The data must be given again in full, with no line altered.

[Stored data entries]
# # # #
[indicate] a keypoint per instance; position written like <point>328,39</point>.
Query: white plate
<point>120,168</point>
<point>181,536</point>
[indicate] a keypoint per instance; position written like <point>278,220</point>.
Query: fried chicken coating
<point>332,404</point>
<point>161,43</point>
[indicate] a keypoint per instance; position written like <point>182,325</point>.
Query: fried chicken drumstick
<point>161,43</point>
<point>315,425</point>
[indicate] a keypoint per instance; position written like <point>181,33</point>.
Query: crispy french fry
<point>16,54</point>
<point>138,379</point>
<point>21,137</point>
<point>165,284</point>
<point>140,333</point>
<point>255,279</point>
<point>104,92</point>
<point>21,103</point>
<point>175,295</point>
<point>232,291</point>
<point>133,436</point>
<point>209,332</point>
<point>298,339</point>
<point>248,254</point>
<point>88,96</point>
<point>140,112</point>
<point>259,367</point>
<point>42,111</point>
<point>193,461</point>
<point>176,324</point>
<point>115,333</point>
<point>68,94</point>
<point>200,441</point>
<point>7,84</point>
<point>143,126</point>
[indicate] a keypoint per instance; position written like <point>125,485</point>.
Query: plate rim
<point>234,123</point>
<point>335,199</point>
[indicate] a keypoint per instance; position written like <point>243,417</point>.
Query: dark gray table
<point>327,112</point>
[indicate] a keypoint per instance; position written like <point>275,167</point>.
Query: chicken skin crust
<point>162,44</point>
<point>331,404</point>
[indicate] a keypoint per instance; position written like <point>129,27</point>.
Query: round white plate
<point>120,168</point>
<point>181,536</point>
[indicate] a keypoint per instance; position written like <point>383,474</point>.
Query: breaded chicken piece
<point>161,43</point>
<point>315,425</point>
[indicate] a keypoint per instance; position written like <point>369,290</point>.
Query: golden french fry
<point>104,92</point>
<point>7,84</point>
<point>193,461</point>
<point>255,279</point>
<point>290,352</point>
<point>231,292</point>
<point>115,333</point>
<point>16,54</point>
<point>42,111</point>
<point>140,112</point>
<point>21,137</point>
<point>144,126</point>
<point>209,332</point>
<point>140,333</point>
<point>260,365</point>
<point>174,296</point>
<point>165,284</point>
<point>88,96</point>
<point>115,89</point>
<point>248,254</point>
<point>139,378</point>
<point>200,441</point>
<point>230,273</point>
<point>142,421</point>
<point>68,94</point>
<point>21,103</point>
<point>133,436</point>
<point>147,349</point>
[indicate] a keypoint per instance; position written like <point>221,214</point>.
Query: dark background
# # # #
● WRITTEN SOLUTION
[indicate] a keypoint per instance; position written like <point>328,39</point>.
Query: white plate
<point>120,168</point>
<point>181,536</point>
[indicate] a keypoint per instance; position written like <point>278,220</point>.
Query: fried chicken coating
<point>332,404</point>
<point>161,43</point>
[indicate] a keypoint per instance; position written like <point>182,325</point>.
Query: fried chicken drumstick
<point>161,43</point>
<point>315,425</point>
[indicate] a keypoint per instance; position written like <point>181,33</point>.
Query: crispy french fry
<point>16,54</point>
<point>138,379</point>
<point>21,137</point>
<point>165,284</point>
<point>140,333</point>
<point>255,279</point>
<point>104,92</point>
<point>21,103</point>
<point>175,295</point>
<point>232,291</point>
<point>133,436</point>
<point>209,332</point>
<point>298,339</point>
<point>248,254</point>
<point>88,96</point>
<point>140,112</point>
<point>259,367</point>
<point>42,111</point>
<point>193,461</point>
<point>176,324</point>
<point>115,333</point>
<point>68,94</point>
<point>200,441</point>
<point>7,84</point>
<point>143,126</point>
[indicate] a keypoint per instance; position written like <point>125,485</point>.
Query: plate rim
<point>234,123</point>
<point>335,199</point>
[indicate] a keypoint per instance; position written like <point>243,417</point>.
Query: dark gray table
<point>327,112</point>
[indicate] a keypoint per instance; position written like <point>275,167</point>.
Query: chicken skin crust
<point>162,44</point>
<point>331,404</point>
[indicate] a keypoint per instance; position written like <point>129,27</point>.
Query: round white plate
<point>120,168</point>
<point>181,536</point>
[indicate] a keypoint per instance; position written like <point>383,474</point>.
Query: breaded chicken piece
<point>161,43</point>
<point>315,425</point>
[indicate] a keypoint per instance; position written like <point>369,290</point>.
Query: golden french fry
<point>104,92</point>
<point>7,84</point>
<point>193,461</point>
<point>255,279</point>
<point>290,352</point>
<point>231,292</point>
<point>115,333</point>
<point>16,54</point>
<point>42,111</point>
<point>140,112</point>
<point>21,137</point>
<point>144,126</point>
<point>209,332</point>
<point>140,333</point>
<point>260,365</point>
<point>174,296</point>
<point>165,284</point>
<point>88,96</point>
<point>115,89</point>
<point>248,254</point>
<point>139,378</point>
<point>200,441</point>
<point>230,273</point>
<point>142,421</point>
<point>68,94</point>
<point>21,103</point>
<point>133,436</point>
<point>147,349</point>
[indicate] a keypoint per instance; position written like <point>221,214</point>.
Query: dark background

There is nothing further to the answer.